Supplied records »
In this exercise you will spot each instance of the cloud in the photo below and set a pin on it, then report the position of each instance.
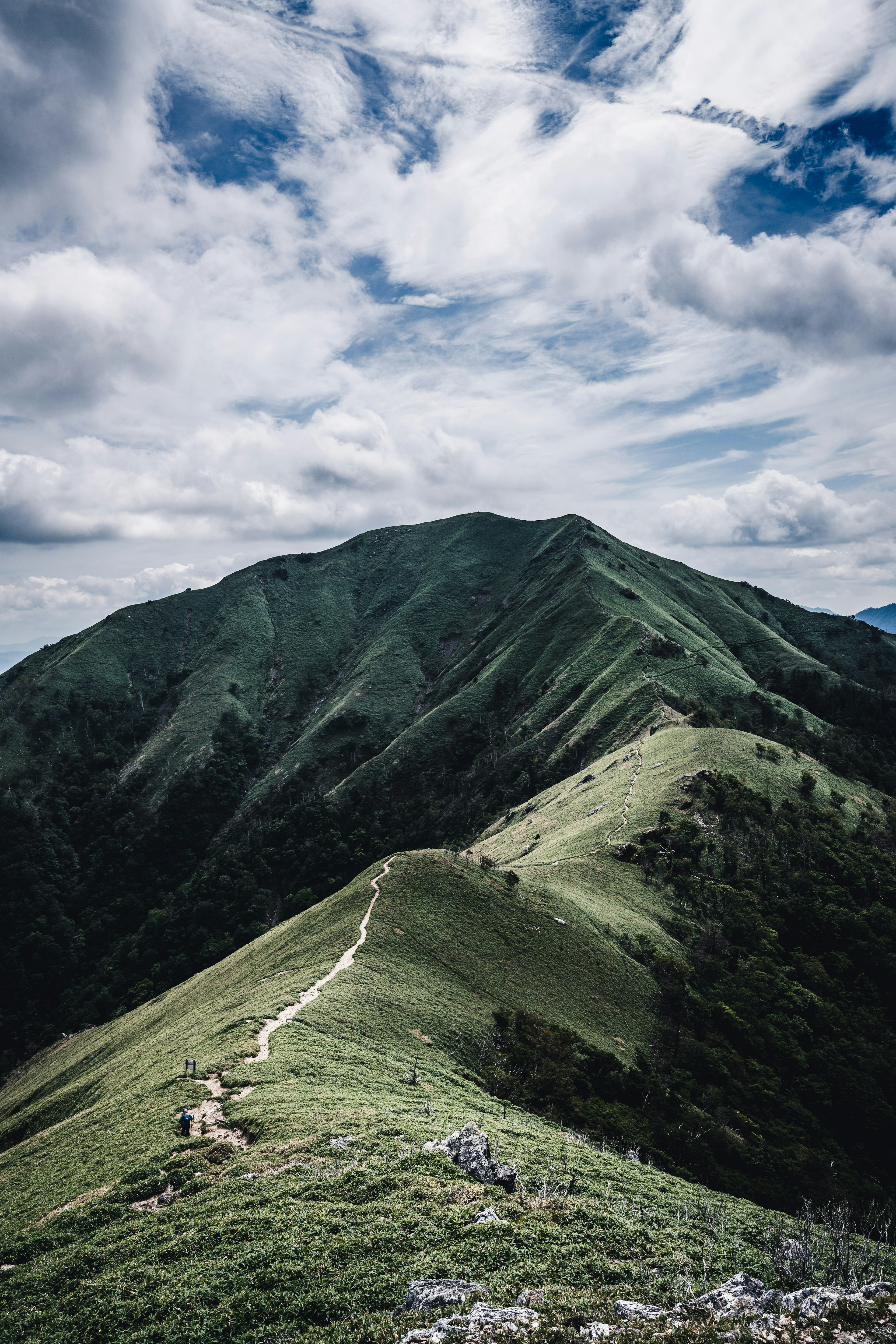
(194, 355)
(88, 597)
(70, 326)
(774, 509)
(816, 292)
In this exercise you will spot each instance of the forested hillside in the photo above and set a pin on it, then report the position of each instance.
(186, 773)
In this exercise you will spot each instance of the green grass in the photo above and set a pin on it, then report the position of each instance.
(383, 646)
(328, 1246)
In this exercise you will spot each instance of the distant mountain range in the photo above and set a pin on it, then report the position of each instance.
(885, 617)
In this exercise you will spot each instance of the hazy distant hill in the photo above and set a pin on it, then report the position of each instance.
(186, 773)
(885, 617)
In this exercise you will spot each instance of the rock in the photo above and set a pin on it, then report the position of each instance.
(872, 1291)
(469, 1150)
(628, 853)
(483, 1323)
(428, 1295)
(488, 1216)
(637, 1311)
(813, 1302)
(738, 1296)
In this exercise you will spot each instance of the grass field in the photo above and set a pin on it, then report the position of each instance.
(324, 1241)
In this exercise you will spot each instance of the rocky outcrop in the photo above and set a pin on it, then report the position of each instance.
(483, 1323)
(429, 1295)
(531, 1298)
(469, 1150)
(488, 1216)
(743, 1296)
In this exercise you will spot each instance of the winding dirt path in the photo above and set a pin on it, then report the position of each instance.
(211, 1112)
(628, 797)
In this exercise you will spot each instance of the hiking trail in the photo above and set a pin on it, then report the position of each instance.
(210, 1115)
(625, 804)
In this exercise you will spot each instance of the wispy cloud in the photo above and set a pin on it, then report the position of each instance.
(284, 275)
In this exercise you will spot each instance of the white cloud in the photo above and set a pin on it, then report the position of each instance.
(191, 363)
(70, 326)
(816, 292)
(773, 509)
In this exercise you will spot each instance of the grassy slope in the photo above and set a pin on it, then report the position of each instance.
(328, 1246)
(389, 643)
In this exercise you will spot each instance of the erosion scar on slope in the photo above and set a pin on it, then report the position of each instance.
(625, 806)
(210, 1115)
(343, 964)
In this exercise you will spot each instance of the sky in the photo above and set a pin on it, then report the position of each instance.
(277, 272)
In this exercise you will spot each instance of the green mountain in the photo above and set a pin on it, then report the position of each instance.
(183, 775)
(882, 617)
(640, 904)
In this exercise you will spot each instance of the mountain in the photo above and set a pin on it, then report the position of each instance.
(882, 617)
(316, 1229)
(632, 843)
(186, 773)
(307, 1203)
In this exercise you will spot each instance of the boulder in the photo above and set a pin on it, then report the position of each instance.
(739, 1296)
(429, 1295)
(469, 1150)
(637, 1311)
(483, 1323)
(488, 1216)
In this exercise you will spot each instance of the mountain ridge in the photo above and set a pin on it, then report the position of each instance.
(186, 773)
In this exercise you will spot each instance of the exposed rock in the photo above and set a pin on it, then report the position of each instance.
(628, 853)
(817, 1302)
(741, 1296)
(483, 1323)
(488, 1216)
(746, 1296)
(155, 1203)
(469, 1150)
(637, 1311)
(428, 1295)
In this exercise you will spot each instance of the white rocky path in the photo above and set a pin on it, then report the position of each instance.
(628, 797)
(210, 1112)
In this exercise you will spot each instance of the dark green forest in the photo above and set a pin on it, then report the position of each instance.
(773, 1064)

Problem details »
Set down the entire listing above word for word, omitting the picture.

Problem solution »
In this exercise you will spot each instance of the cloud in the photo below and set a pin on it, then report the position of each instance.
(194, 355)
(88, 597)
(70, 326)
(774, 509)
(816, 292)
In this exercise you will spot each instance of the forested hillside in the photo above and set a pin on it, then report the position of each instance.
(186, 773)
In this exercise you will spot each instance of the green grass in the photo above and set a pin on it, then report the position of each instance.
(383, 646)
(328, 1246)
In this exercise you will spot each instance of the distant mountain range in the photo above and set a pin on it, then report the position of each instance.
(885, 617)
In this exercise you will spot each instance of the hazy distant hill in the photo above and set a pin on it, then report the position of each instance.
(186, 773)
(885, 617)
In this exercise you will spot each instance of the rock in the photo above and set a pin on it, then report the position of each instance.
(872, 1291)
(469, 1150)
(628, 853)
(483, 1323)
(428, 1295)
(488, 1216)
(637, 1311)
(813, 1302)
(738, 1296)
In this exercise you will spot each instance of the grass field in the photo above and set a pin on it, then report the position of each instance.
(324, 1241)
In this exercise you will spot each instance of the rocky outcrop in the photo above and set a pin on it, then report the position of each instance.
(483, 1323)
(429, 1295)
(531, 1298)
(469, 1150)
(488, 1216)
(743, 1296)
In this exercise you will spot each instance of the winding dirt path in the photo above and set a pin on it, then report the position of each instance.
(211, 1112)
(628, 797)
In this exercise you will spot each instance of the hiking trail in the photo above and set a pin on it, then report the position of each instance.
(210, 1115)
(625, 804)
In this exercise you will spot each instance of the wispy cloud in the photo above and set a pin on it, then report the position of each instance.
(284, 275)
In this exercise you will spot each instance of the white cloud in the photo above and set a pin on it, then report the position of each instance.
(191, 363)
(70, 326)
(816, 292)
(773, 509)
In this exercise you will spot each instance of the grassy slope in the photo above and set a pin on it, then report the position of each instance.
(328, 1246)
(389, 643)
In this exercise you will spot each instance of the erosion scar on slope in the photo above and set a pin on it, then report the position of each instance.
(625, 806)
(210, 1115)
(343, 964)
In this exercise you will spot each instance of the sky in the photo above and set a pin on it, then report the position of each instance.
(277, 272)
In this exercise you will spot each instance of the green mountain in the photo above and set a pin on it, then report the position of each instance.
(183, 775)
(882, 617)
(640, 904)
In this exercise you will spot each instance of the mountain in the photo above and set a pin on it, then report the position of each instance.
(882, 617)
(316, 1229)
(632, 843)
(186, 773)
(307, 1203)
In this exercise you will spot each instance of the boulder in the photo above and set a pin on it, then report the position of each instance.
(739, 1296)
(429, 1295)
(469, 1150)
(637, 1311)
(483, 1323)
(488, 1216)
In this exercise you will spot each instance of the mountain ridge in the photo above and set a pin on it, then report the position of each instance.
(186, 773)
In this exercise you will spot each instance of the exposed rock in the photo above and set a pin on it, then report the position of each instance.
(628, 853)
(817, 1302)
(741, 1296)
(483, 1323)
(488, 1216)
(746, 1296)
(155, 1203)
(469, 1150)
(637, 1311)
(428, 1295)
In this exercise you will spot each instance of the white rocky path in the photo above and set a pin on it, then report the position of each instance.
(628, 797)
(210, 1112)
In this exercise you will spot each instance of the dark green forest in the photo above and set a pin on it, then report the position of each instance.
(773, 1064)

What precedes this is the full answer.